* _Excerto da página_:
----------
Um dos grandes nomes da historieta argentina (apesar de nascido no Uruguai), Alberto Breccia (1919-1993) ganhou nome mundial com a série Mort Cinder, com texto de Héctor Germán Oesterheld (1919-desaparecido em 1977). Breccia, um mestre do preto & branco e pouco compatível com o ‘mercado’, apesar do sucesso editorial, é objecto de um ensaio da autoria de Laura Caraballo, Alberto Breccia – Le Maître Argentin Insoumis (Éditions P.L.G., 2019).


terça-feira, 21 de janeiro de 2020

livros que me apetecem - Marzi

Todas as oportunidades para falar de Marzi são de menos. Nem se percebe por que diabo nenhum editor português ainda lhe pegou. BD autobiográfica da polaca Marzena Sowa (Stalowa Wola, 1979), desenhada pelo marido, Silvain Savoya (Reims, 1969), decorre nos anos de chumbo do confronto do sindicato Solidariedade e a Igreja Católica com o Estado comunista, descrevendo o crescimento da protagonista numa sociedade radicalizada pela lei marcial e ameaças externas no contexto da Guerra Fria. Contada com inteligência e finura, trata-se de algo tão importante e significativo quanto, por exemplo, Persépolis, de Satrapi. Marzi une Enfance Polonaise – 1984-1989 (Dupuis, 2019).


segunda-feira, 20 de janeiro de 2020

um Astérix à la Goscinny

O génio combinado de Goscinny (1926-1977) e de Uderzo (n. 1927) marcou o imaginário do nosso tempo. O primeiro pertence, aliás, àquele grupo raro de autores cujas expressões entraram no quotidiano – “uma aldeia gaulesa”, aplicada a uma comunidade irredutível, incapaz de se normalizar, será o exemplo mais saliente, de resto muito usada entre nós nos tempos da Troika.
----------
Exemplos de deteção
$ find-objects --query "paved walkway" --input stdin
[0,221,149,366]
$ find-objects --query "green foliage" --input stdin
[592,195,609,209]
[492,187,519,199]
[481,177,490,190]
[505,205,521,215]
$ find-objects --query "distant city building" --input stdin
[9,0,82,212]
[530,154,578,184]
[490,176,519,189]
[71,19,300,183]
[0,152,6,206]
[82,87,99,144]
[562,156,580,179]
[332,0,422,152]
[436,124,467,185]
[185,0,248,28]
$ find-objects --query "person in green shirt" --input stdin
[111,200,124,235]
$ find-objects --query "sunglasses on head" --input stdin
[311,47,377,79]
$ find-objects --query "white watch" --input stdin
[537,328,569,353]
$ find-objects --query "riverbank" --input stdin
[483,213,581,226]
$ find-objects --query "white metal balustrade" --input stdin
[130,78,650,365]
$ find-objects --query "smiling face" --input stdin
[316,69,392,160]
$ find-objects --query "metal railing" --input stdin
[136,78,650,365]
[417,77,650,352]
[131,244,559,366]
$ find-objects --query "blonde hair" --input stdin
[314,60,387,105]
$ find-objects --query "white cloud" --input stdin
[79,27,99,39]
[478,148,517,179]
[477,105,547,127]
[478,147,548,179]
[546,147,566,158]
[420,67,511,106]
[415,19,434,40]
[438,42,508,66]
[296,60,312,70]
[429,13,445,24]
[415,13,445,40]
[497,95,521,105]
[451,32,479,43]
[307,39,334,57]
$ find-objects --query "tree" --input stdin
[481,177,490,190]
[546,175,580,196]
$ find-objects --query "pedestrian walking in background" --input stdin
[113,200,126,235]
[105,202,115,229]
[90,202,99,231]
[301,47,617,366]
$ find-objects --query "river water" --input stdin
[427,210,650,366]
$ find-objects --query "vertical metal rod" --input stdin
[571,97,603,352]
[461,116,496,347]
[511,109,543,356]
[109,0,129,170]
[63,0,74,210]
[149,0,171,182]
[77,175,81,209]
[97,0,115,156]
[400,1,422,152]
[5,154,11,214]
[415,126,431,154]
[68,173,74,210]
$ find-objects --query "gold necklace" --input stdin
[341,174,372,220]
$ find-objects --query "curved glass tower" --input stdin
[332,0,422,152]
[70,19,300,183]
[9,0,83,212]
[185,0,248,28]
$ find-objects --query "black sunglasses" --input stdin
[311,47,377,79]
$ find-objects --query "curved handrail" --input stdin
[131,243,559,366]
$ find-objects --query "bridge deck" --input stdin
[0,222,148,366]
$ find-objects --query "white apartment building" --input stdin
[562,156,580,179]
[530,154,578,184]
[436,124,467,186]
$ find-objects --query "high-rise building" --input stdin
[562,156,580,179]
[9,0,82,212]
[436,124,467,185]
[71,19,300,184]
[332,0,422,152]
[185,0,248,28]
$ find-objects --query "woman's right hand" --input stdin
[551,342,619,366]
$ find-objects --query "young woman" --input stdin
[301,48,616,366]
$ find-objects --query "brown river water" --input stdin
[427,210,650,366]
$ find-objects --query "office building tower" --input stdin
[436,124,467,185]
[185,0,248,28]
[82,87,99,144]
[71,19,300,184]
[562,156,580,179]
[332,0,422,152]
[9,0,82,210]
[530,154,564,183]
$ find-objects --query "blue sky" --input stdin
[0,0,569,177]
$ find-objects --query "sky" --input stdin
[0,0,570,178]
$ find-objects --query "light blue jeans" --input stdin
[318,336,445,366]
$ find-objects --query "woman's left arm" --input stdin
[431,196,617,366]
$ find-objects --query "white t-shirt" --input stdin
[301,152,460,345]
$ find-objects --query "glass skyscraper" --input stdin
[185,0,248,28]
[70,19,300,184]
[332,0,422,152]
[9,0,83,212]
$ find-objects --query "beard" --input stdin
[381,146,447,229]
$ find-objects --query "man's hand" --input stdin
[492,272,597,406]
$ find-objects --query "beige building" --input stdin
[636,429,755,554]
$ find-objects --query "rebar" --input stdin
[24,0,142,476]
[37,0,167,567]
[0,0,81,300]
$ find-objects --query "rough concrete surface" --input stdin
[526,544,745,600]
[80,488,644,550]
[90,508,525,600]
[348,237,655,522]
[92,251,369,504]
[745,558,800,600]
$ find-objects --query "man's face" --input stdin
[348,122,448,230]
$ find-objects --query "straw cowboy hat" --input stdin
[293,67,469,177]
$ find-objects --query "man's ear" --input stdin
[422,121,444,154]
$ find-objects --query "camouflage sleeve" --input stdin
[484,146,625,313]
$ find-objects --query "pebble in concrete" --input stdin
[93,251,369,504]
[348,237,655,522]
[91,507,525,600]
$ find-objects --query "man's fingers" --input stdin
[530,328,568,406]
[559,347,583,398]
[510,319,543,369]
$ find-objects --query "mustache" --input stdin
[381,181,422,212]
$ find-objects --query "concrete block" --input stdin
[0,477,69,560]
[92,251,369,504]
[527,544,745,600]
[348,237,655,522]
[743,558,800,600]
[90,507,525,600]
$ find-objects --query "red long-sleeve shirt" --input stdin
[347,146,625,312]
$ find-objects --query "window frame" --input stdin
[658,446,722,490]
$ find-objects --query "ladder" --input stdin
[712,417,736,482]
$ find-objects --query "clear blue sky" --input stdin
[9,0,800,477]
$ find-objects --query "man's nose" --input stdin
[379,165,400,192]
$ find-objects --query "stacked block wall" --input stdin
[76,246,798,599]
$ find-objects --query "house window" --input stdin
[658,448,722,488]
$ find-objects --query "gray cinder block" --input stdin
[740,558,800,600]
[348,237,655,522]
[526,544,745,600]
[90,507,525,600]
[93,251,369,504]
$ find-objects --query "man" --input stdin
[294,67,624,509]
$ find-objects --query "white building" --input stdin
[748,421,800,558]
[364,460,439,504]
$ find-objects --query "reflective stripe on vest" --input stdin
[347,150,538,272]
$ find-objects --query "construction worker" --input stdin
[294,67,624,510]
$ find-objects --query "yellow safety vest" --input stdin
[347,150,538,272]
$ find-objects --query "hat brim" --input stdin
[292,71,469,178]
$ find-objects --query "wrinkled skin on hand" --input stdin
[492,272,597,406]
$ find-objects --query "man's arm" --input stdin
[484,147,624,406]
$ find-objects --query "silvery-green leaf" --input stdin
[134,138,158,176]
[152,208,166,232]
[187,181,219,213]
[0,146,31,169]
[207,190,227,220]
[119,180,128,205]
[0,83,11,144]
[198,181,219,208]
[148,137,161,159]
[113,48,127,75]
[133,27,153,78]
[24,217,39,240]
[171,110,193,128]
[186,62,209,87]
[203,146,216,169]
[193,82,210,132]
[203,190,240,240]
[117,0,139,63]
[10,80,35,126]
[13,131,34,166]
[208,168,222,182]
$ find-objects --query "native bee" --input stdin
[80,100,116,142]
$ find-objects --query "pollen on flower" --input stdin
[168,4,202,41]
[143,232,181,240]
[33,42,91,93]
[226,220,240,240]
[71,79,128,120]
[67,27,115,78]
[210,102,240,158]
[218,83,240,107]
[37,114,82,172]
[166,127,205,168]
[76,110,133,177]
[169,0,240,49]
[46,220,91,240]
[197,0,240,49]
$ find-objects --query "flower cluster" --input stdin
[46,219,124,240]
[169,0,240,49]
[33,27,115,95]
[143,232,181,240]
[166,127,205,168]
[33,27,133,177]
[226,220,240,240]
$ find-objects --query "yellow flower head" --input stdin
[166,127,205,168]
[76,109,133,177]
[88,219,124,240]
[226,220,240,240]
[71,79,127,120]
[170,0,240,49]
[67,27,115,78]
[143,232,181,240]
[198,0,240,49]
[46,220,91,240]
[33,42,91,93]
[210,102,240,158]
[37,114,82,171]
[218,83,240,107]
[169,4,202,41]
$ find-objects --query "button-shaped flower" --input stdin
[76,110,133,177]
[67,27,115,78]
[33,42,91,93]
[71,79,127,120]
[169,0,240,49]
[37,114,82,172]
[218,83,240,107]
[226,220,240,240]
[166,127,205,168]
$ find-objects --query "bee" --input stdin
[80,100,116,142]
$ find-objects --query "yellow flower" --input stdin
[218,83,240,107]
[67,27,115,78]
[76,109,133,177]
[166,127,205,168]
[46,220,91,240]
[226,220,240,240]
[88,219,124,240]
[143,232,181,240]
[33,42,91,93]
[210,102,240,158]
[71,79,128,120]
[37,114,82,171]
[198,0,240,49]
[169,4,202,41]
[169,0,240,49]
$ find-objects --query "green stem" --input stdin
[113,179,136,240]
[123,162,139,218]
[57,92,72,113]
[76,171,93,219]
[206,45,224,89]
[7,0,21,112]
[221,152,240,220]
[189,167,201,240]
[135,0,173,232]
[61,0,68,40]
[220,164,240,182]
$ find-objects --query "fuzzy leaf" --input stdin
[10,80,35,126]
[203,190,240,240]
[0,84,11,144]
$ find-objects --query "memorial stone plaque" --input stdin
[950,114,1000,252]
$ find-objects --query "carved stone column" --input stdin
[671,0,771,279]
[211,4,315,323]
----------
* _Requisitos das tarefas_:
[1] Devolve todas as linhas que contenham a palavra “curved”.
[2] Escreve a parte seguinte do texto sobre banda desenhada, a começar depois da sua última frase.
As linhas não têm qualquer relação com o texto sobre banda desenhada.

* _Resultados das tarefas_:
[1]
$ find-objects --query "curved glass tower" --input stdin
$ find-objects --query "curved handrail" --input stdin

[2]
Depois de alguns anos em colaboração, e após o surpreendente 'chumbo' de Humpa-pá, o Pele-Vermelha num referendo aos leitores do Tintin belga, Goscinny e Uderzo criam este universo centrado no pequeno gaulês, apresentado no número inaugural da revista Pilote, em Outubro de 1959. A ideia é um achado: graças à poção mágica do druida Panoramix, cuja ingestão confere a quem a beba uma força sobre-humana, a aldeia consegue rechaçar os assaltos das poderosas legiões de César. As narrativas vão-se aprimorando logo a partir da segunda história, A Foice de Ouro, o traço de Uderzo como o humor de Goscinny; explorando o gag de actualidade, as referências históricas, recentes ou da Antiguidade, e um irresistível manejo dos equívocos e das idiossincrasias do género humano, atingem níveis elevadíssimos. Recordemos A Zaragata, O Domínio dos Deuses, O Adivinho, todos os restantes.
Após a morte inesperada de Goscinny, Uderzo lançou-se sozinho ao trabalho, com resultados desiguais, mas com a fasquia muito alta e por vezes vencida (O Grande Fosso, A Odisseia de Astérix, As 1001 Horas de Astérix) Retirado este, a grande responsabilidade de continuar coube a Jean-Ives Ferri (Mostanagem, Argélia, 1959) e Didier Conrad (Marselha, 1959), autores dos últimos quatro álbuns.
Este mergulho na história gaulesa, com uma suposta filha do chefe arverno Vercingétorix, derrotado por Júlio César na batalha de Alésia (52 a.C.), parece-nos plenamente conseguido, com Ferri a revelar-se pela primeira vez um verdadeiro émulo de Goscinny, o que, convenhamos, não é fácil. O aproveitamento recorrente do trauma de Alésia, fazendo com que o nome daquele chefe gaulês seja apenas sussurrado, é gerador de situações da maior comicidade, claramente goscinnyanas... Já Conrad não é Uderzo (ninguém é Uderzo), e ainda bem. As revisitações dos clássicos da BD franco-belga, caracterizam-se, nos casos mais conhecidos, por uma sujeição ao cânone (supomos que por imposições contratuais de diversa natureza), apesar de alguns avanços em relação aos originais, o que é importante, sob pena de cairmos numa mastigação sem grande interesse. É sempre difícil fazer ‘igual’ e bem, e bem melhor partir dos traços gerais de cada série com o(s) respectivo(s) autor(es). Na BD franco-belga não haverá melhor exemplo que o de Spirou. Conrad parece querer seguir o seu próprio caminho, e tão maior relevância poderá alcançar quanto mais se libertar da ‘tutela’ de Uderzo.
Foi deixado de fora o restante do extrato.